• **原文选段**
┌──
“成了,现在干菜成品供不应求,对大家有个交待了!”
中水公司派驻美姑县采红乡扶贫干部侯丰革掩饰不住喜悦,谁都不会想到他刚来的时候,这小小的黄花菜就接连让他碰了几个钉子。
差点凉了的黄花菜
去年7月侯丰革初到采红乡,正值黄花采摘期。头一年种黄花,大家都很期待。近乎惨淡的收成与大家热烈的期盼形成反比,加之烘干厂没有完全建成全面投产,种植户、烘干厂老板都有些沮丧。
大家围着这位刚来不久、操着一口标准普通话的小侯书记:“我的地都种这个了,没收成,我家几口人要吃要穿怎么解决啊?”也有人打起了退堂鼓:“还是种洋芋有保证,伺候这个花大半年,到头来这点收成!我明年还是种洋芋包谷算了,祖祖辈辈种这几样,管他天晴落雨好歹有收成!”比起既不能太旱、又怕淹、施肥和防虫防病要求都极高的黄花“闺女”,村民们显然更愿意种旱涝保收的土豆。
头一年收成不理想,其实也在意料之中,经验不足、环境和天气都有一定的影响。愿意第一批次尝试的种植户本来就冒险了,眼下的收成让种植户们都有了退出的念头。
鲜黄花产量不高,烘干厂自然冷清了下来,烘干设备成了摆设,计划中后期扩容的设施建设也就缓了下来。连锁反应接踵而至,厂里用工需求降低,好几个贫困户劳动力恢复待业。
侯丰革(中)和种植户一起覆盖地膜
“他们知道我是新来的,不责怪我,但我既然来了,就要扛起这个责任,不能让黄花菜在头一年就凉了!”带着满腔热情奔赴脱贫一线的侯丰革,实际上此时并没有想到更好的解决办法,但他告诉自己坚决不能退缩。
“9月,我多次与农业局对接,以高出市场价3毛钱销售出10万多斤土豆。”卖土豆的事让大家对这位新扶贫干部的信任度增加了不少,侯丰革趁热打铁,要稳住大家种黄花的热情,只有赌上自己这短短两个月积攒的人品了。
└──
• **所给材料**
┌──
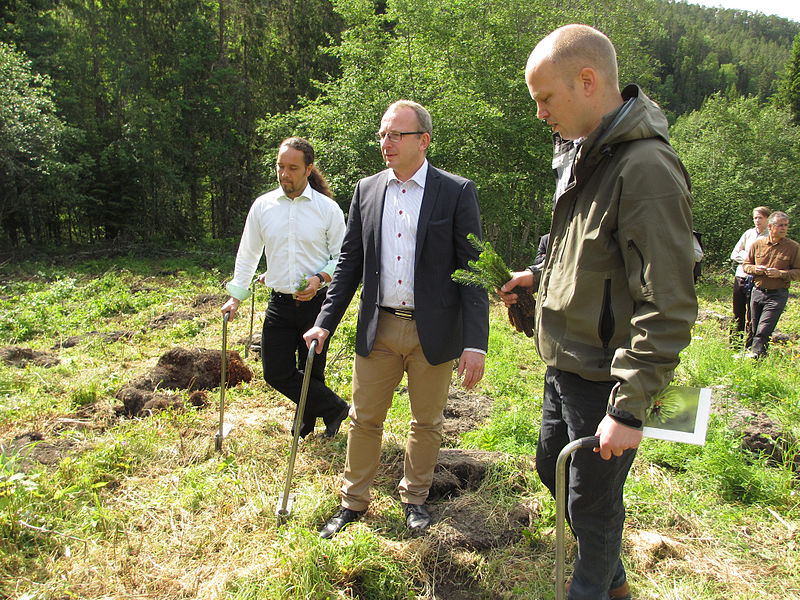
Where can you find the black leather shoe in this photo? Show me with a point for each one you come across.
(332, 428)
(337, 522)
(418, 519)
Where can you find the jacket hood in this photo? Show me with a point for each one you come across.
(638, 117)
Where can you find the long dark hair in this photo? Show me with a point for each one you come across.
(315, 179)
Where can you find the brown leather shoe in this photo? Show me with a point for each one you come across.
(337, 522)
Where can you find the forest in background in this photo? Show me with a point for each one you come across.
(142, 121)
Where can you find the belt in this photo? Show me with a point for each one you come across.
(400, 313)
(289, 297)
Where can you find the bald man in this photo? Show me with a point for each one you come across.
(616, 298)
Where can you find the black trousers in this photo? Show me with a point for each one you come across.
(766, 307)
(573, 408)
(284, 354)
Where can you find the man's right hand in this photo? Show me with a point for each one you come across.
(316, 333)
(518, 278)
(231, 306)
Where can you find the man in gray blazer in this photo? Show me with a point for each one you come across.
(406, 233)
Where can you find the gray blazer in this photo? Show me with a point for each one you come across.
(449, 317)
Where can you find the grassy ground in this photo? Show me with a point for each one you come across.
(144, 508)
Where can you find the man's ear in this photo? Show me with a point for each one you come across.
(588, 80)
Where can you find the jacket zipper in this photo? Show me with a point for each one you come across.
(606, 324)
(632, 246)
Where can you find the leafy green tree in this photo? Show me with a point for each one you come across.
(740, 154)
(789, 95)
(465, 62)
(29, 134)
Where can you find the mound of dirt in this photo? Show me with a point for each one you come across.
(185, 369)
(19, 357)
(762, 435)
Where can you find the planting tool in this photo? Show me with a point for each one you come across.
(224, 428)
(286, 500)
(252, 312)
(591, 441)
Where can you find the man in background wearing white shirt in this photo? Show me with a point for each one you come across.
(741, 329)
(299, 228)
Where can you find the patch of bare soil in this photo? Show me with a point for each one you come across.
(183, 369)
(465, 411)
(108, 337)
(31, 448)
(463, 522)
(19, 357)
(169, 318)
(210, 299)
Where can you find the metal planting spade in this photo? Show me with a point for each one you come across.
(286, 500)
(224, 428)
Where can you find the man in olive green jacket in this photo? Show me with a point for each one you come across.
(616, 298)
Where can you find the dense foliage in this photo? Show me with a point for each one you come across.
(171, 111)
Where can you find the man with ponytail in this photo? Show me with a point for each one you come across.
(299, 229)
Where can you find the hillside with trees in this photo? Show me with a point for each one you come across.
(156, 122)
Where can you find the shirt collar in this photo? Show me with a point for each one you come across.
(419, 177)
(306, 193)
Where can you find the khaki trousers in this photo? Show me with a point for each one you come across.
(375, 378)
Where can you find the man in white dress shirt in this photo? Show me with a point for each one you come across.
(299, 228)
(741, 329)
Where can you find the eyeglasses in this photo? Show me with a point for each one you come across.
(394, 136)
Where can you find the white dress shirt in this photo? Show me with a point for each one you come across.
(399, 238)
(742, 248)
(299, 238)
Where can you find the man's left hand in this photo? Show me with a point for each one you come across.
(471, 365)
(615, 438)
(311, 289)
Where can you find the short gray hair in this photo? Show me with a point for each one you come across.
(778, 214)
(423, 116)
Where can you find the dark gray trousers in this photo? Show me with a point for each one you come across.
(766, 307)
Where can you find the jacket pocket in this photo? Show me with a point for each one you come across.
(606, 324)
(638, 253)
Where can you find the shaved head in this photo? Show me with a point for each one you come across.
(575, 47)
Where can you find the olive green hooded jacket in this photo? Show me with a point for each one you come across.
(616, 297)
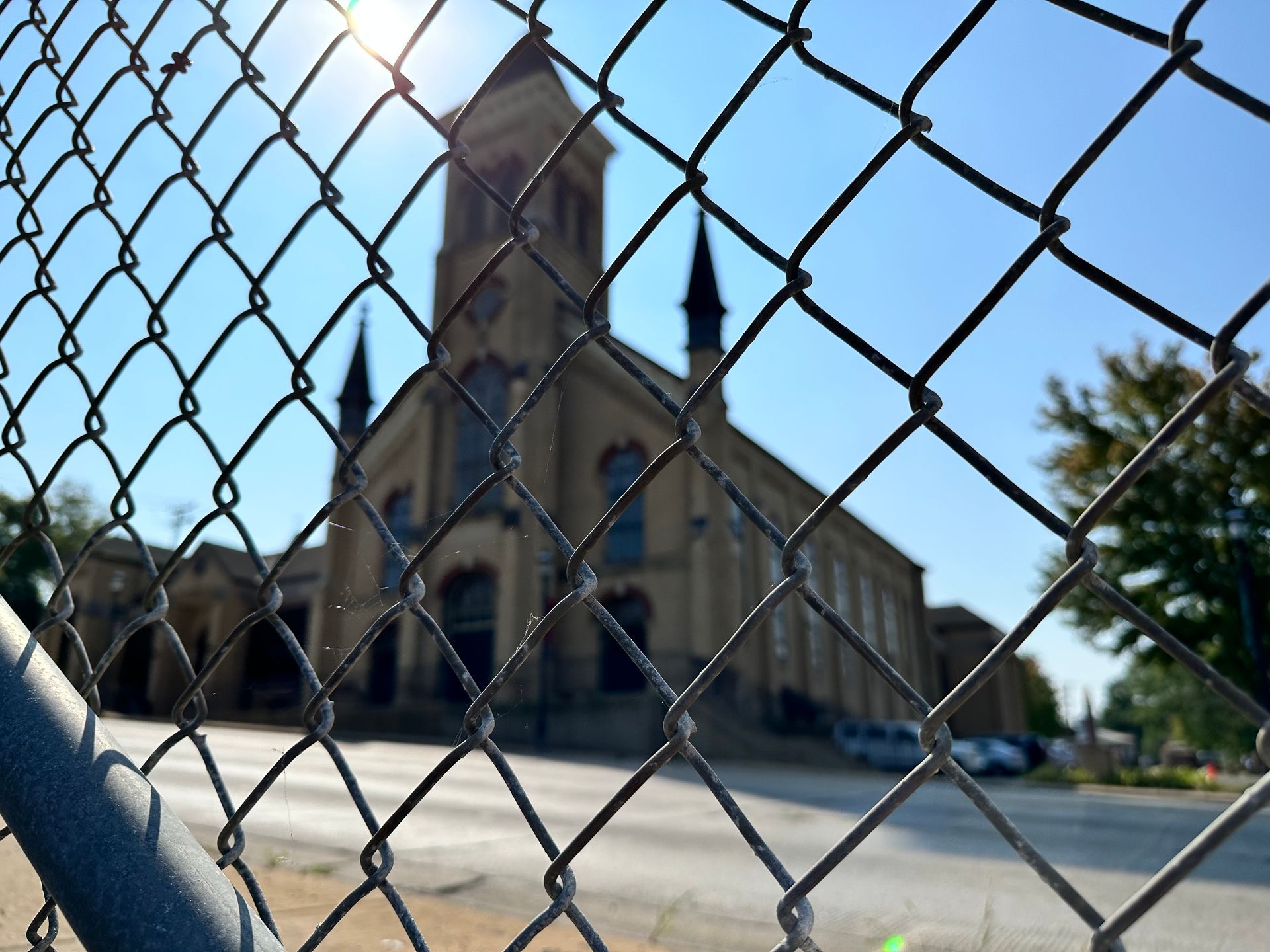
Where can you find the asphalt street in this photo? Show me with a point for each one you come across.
(671, 865)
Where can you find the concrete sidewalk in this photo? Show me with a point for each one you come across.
(300, 898)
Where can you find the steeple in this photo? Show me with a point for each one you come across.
(355, 400)
(702, 305)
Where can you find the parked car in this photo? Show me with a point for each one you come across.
(1061, 753)
(1000, 758)
(894, 746)
(1032, 744)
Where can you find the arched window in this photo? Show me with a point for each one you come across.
(618, 672)
(473, 210)
(582, 222)
(626, 536)
(397, 516)
(487, 382)
(381, 681)
(468, 619)
(562, 206)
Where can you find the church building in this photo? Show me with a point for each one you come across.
(680, 569)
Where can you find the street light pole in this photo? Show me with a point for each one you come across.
(1249, 608)
(546, 564)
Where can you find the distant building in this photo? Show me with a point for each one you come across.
(960, 641)
(680, 571)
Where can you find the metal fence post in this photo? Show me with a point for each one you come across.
(124, 869)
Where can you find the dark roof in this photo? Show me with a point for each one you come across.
(959, 619)
(125, 550)
(702, 305)
(355, 399)
(530, 63)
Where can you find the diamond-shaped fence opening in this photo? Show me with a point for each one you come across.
(515, 220)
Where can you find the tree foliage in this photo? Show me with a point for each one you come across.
(1040, 701)
(27, 578)
(1166, 543)
(1162, 702)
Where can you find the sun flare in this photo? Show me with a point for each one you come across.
(384, 26)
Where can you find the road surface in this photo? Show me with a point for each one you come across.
(672, 865)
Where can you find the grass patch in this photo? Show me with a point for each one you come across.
(1158, 777)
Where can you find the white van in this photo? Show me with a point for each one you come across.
(893, 746)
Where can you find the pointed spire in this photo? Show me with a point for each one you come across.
(355, 400)
(702, 305)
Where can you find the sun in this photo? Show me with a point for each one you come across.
(384, 26)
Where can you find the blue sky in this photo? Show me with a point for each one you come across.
(1175, 207)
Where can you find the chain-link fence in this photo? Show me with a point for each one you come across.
(56, 52)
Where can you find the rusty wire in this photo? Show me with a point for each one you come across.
(912, 130)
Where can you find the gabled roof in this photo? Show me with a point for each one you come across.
(530, 63)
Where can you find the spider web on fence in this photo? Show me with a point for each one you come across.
(44, 22)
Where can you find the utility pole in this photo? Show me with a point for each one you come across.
(1249, 607)
(546, 563)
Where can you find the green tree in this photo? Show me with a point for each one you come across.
(1166, 545)
(1040, 701)
(27, 579)
(1162, 702)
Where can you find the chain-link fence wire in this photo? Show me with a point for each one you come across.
(913, 130)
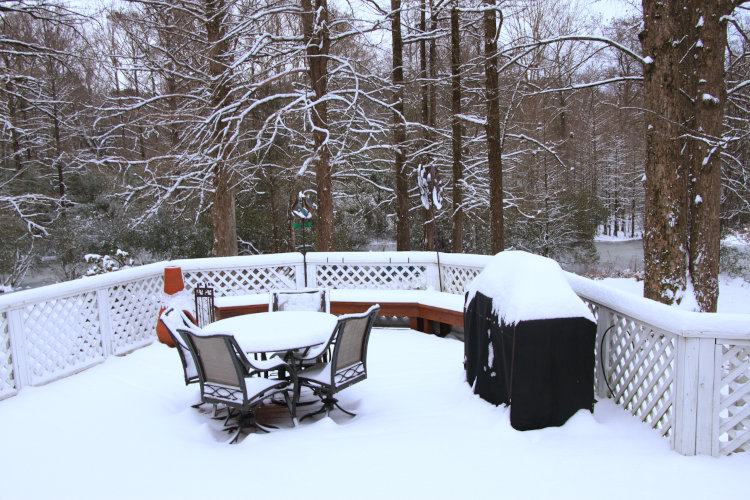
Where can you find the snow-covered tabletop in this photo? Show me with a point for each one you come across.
(433, 298)
(277, 331)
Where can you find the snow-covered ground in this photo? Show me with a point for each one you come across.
(125, 429)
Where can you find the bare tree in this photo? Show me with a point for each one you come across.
(684, 44)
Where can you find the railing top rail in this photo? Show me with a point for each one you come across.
(464, 259)
(662, 316)
(684, 323)
(86, 284)
(371, 257)
(292, 258)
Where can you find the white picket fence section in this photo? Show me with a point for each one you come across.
(687, 375)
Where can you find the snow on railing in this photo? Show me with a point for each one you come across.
(685, 374)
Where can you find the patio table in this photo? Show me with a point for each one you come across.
(279, 331)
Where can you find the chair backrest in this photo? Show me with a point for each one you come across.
(174, 320)
(300, 300)
(349, 360)
(204, 305)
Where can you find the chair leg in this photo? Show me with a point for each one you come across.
(292, 405)
(329, 402)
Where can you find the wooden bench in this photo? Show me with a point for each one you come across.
(424, 308)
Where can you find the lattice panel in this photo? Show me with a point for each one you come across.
(243, 281)
(640, 371)
(371, 276)
(455, 279)
(7, 377)
(133, 310)
(734, 399)
(62, 335)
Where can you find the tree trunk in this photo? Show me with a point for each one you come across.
(223, 211)
(457, 133)
(428, 213)
(399, 133)
(494, 151)
(318, 42)
(685, 93)
(705, 167)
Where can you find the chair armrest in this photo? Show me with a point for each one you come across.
(272, 363)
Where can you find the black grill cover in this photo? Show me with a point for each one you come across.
(543, 368)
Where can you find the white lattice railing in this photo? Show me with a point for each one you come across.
(687, 375)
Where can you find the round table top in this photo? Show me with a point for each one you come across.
(277, 331)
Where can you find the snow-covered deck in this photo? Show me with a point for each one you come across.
(125, 429)
(686, 375)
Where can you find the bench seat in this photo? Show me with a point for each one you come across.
(423, 307)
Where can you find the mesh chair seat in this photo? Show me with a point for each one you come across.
(228, 377)
(348, 363)
(173, 320)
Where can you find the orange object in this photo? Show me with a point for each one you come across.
(173, 280)
(173, 283)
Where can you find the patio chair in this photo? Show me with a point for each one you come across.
(228, 377)
(312, 299)
(348, 363)
(204, 305)
(172, 319)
└──
• **任务说明**
紧接采红乡黄花菜扶贫这篇原文选段的最后一句往下续写。 上述各行是另外的材料，与原文选段无关。

• **作答内容**
让小黄花再开一季试试
“基本上是每一户都入户了,常常是自己提点米啊油什么的、或者买几包小孩子的零食去,挨家挨户地去做工作。”近二十载军旅生涯,侯丰革早习惯了闻令而动,但对村民得好好的引导,为了让大家把大片平整的土地腾出来种黄花,他使出了厚着脸皮软磨硬泡这招。
终是改变现状的迫切需求战胜了退出的念头,2019年底采红乡黄花菜种植面积达700亩,比上一季多出500亩。考虑到第一年收益较低的情况,侯丰革又协调对口帮扶单位和农业局按每亩1500元补贴给种植户,这样算是给大家先买了份“保险”。
2020年春节假期刚过,新冠肺炎疫情笼罩,侯丰革给家里储备了些粮食蔬菜,自己带了一些口罩就匆匆踏上了返乡旅程。
回到乡上,侯丰革一面请农技员到种植基地现场指导施肥灌溉,另一面抓紧时间推进烘干厂的建设,县上农业局、工商局、电网公司好些人都把他认熟了。那段时间疫情严峻,大家的积极性并不太高。
“常常是急得我直跺脚,本来劳动力输出已经受阻了,乡上本土的产业再不好好干,结果可想而知,常常因为命令他们干这干那,我没少挨批评。”侯丰革时常扎到黄花菜田一待就是一天,和大家一起干翻土施肥的活,要求种植户做的,他自己先做到。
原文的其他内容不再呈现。